Parts of the exercise:
1 > In the CAMBOW press release below, reproduce everything from "One in every" down to "matter of priority.".
2 > According to the CAMBOW press release below, how many Cambodian NGOs make up the coalition?

━━━━━ Document extract

Press ReleaseCAMBOW disappointed in decision not to allow march
Cambodian Committee for Women (CAMBOW)
May 23, 2003 - The Cambodian Committee of Women (CAMBOW), a coalition of 32 Cambodian NGOs, is very disappointed that the Royal Cambodian government has refused to allow victims of domestic violence and NGO workers to gather peacefully on May 26 to meet their elected members to discuss the draft Domestic Violence law on the members’ first session at the National Assembly.
One in every six women is a victim of domestic violence by their husbands, according to a survey by the Project Against Domestic Violence and the Ministry of Women’s Affairs. A proposed new law against domestic violence is scheduled to be debated once more at the National Assembly. CAMBOW strongly supports the new law, but has recommended some changes to it to ensure better protection of victims and their children. CAMBOW urges members of the National Assembly to continue the debate on this important law as a matter of priority.
On May 13, the office of the Governor of Phnom Penh sent a letter to the Ministry of Interior refusing to authorize CAMBOW’s request to gather peacefully at the National Assembly because “it will affect security and public order”. On May 21, the Ministry of Interior sent a letter to the Governor of Phnom Penh agreeing with the comments from the office of the Governor of Phnom Penh. On May 23, CAMBOW received a letter from the office of the Governor of Phnom Penh refusing CAMBOW’s request because “it [ demonstration] will affect security and public order”.

━━━━━━━━━━
━━━━━ Extracted entries

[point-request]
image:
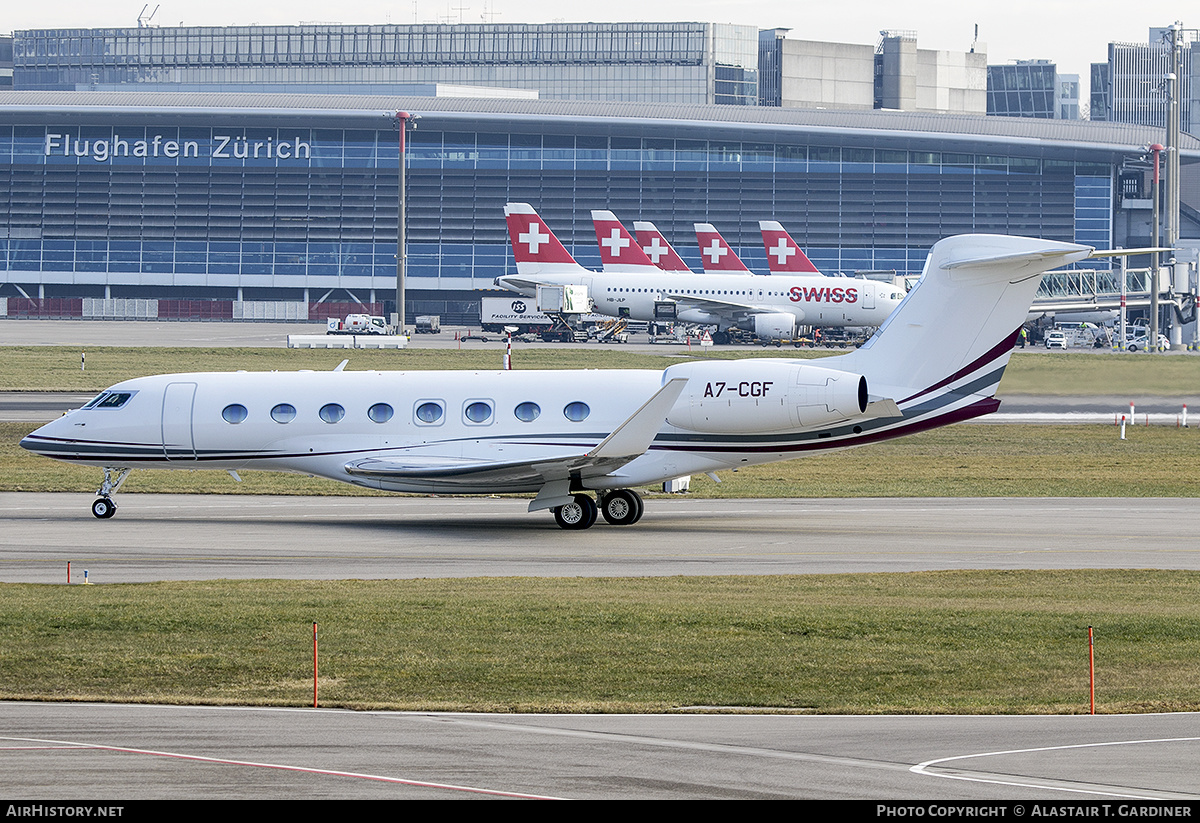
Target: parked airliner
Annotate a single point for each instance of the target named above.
(769, 306)
(561, 434)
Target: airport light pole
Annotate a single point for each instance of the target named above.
(403, 119)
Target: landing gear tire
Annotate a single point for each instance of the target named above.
(579, 514)
(623, 506)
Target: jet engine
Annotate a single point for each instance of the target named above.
(778, 325)
(747, 396)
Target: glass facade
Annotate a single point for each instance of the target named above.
(677, 62)
(263, 205)
(1023, 90)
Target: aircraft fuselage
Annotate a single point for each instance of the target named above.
(715, 299)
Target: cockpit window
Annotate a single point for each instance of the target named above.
(109, 400)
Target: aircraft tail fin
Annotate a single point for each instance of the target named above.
(534, 246)
(660, 252)
(955, 329)
(618, 250)
(717, 254)
(784, 256)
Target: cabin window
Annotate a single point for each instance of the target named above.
(478, 412)
(576, 412)
(331, 413)
(429, 413)
(381, 413)
(527, 412)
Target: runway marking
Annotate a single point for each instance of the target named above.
(281, 767)
(1061, 785)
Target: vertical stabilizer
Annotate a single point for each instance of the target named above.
(955, 329)
(660, 252)
(534, 246)
(784, 256)
(715, 252)
(618, 250)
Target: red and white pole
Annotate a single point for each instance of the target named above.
(1091, 665)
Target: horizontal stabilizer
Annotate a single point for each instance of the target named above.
(634, 437)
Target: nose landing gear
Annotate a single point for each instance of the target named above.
(103, 506)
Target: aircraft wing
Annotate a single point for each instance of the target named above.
(473, 472)
(729, 310)
(522, 284)
(552, 473)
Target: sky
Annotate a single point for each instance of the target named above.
(1071, 34)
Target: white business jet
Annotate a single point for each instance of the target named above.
(769, 306)
(561, 434)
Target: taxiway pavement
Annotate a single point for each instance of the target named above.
(186, 536)
(126, 752)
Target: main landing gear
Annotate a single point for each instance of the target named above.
(622, 506)
(103, 506)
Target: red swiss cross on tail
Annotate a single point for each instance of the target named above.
(657, 247)
(784, 257)
(715, 252)
(618, 250)
(533, 242)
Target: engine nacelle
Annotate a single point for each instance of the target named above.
(748, 396)
(779, 325)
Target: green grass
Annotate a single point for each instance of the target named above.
(936, 642)
(958, 461)
(57, 368)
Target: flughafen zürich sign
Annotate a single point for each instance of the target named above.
(222, 146)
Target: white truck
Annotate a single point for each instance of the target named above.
(495, 313)
(358, 324)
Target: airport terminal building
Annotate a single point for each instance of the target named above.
(211, 202)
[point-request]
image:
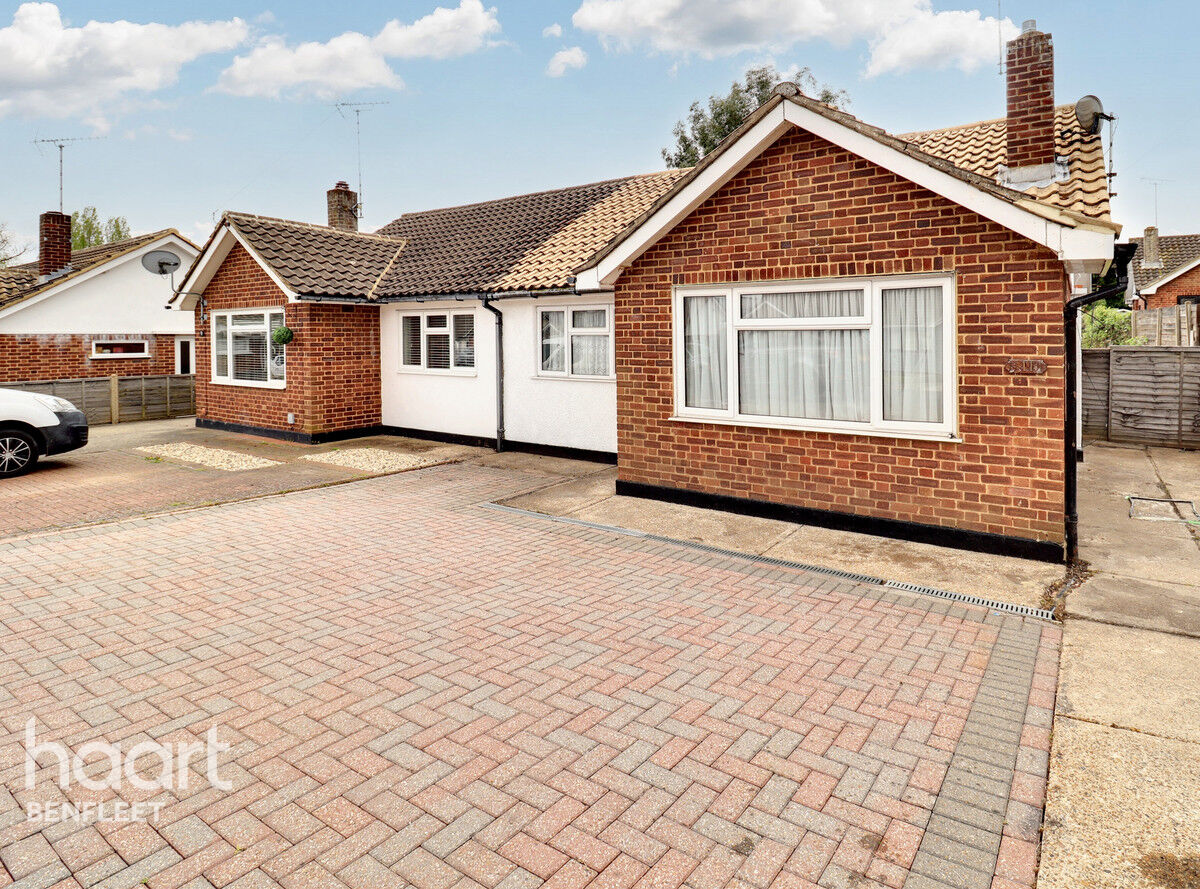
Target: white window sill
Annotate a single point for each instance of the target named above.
(439, 372)
(573, 378)
(251, 384)
(874, 432)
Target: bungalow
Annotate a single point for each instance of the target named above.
(820, 320)
(1164, 271)
(91, 312)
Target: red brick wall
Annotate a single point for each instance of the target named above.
(808, 209)
(333, 364)
(34, 356)
(1187, 284)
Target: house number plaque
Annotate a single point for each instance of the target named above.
(1025, 366)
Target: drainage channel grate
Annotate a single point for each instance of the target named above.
(1006, 607)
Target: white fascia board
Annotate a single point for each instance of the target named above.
(1083, 248)
(731, 162)
(96, 271)
(1167, 278)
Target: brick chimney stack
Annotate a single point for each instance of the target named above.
(1031, 137)
(1151, 257)
(53, 242)
(343, 206)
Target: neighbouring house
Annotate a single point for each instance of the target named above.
(1164, 271)
(93, 312)
(820, 320)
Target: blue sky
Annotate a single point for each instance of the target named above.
(228, 114)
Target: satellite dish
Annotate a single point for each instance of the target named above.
(160, 262)
(1089, 112)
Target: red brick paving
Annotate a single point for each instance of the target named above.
(423, 692)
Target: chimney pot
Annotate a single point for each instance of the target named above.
(53, 242)
(343, 205)
(1030, 66)
(1151, 256)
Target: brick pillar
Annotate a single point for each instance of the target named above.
(343, 206)
(53, 242)
(1030, 98)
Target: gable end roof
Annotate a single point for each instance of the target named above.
(1067, 232)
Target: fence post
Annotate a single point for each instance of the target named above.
(1108, 420)
(114, 397)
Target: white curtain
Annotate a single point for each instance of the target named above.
(705, 353)
(553, 343)
(815, 374)
(589, 354)
(912, 354)
(809, 304)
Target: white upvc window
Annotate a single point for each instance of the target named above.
(120, 348)
(575, 341)
(857, 355)
(437, 342)
(244, 353)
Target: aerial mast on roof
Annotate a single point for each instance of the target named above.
(61, 144)
(357, 107)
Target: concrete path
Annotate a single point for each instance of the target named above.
(420, 691)
(1125, 784)
(995, 577)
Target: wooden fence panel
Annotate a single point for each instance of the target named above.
(1145, 392)
(1095, 394)
(154, 397)
(1169, 325)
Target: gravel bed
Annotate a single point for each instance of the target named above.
(211, 457)
(371, 460)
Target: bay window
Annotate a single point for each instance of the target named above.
(870, 355)
(244, 352)
(437, 342)
(575, 341)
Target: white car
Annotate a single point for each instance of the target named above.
(34, 426)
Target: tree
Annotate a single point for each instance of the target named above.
(1104, 326)
(703, 128)
(87, 229)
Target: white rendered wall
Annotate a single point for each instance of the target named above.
(123, 299)
(564, 413)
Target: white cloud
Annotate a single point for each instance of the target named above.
(52, 70)
(900, 34)
(352, 60)
(565, 60)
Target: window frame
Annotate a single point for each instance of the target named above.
(454, 370)
(871, 322)
(228, 379)
(127, 355)
(569, 329)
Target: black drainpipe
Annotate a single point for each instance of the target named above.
(499, 370)
(1121, 256)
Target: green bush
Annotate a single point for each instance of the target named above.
(1104, 326)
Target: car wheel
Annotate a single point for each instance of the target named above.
(18, 452)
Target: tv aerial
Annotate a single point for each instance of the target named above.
(61, 143)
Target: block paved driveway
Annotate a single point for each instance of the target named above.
(420, 691)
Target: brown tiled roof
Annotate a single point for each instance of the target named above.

━━━━━━━━━━

Task-by-task outputs:
1 >
One in every six women is a victim of domestic violence by their husbands, according to a survey by the Project Against Domestic Violence and the Ministry of Women’s Affairs. A proposed new law against domestic violence is scheduled to be debated once more at the National Assembly. CAMBOW strongly supports the new law, but has recommended some changes to it to ensure better protection of victims and their children. CAMBOW urges members of the National Assembly to continue the debate on this important law as a matter of priority.

2 > 32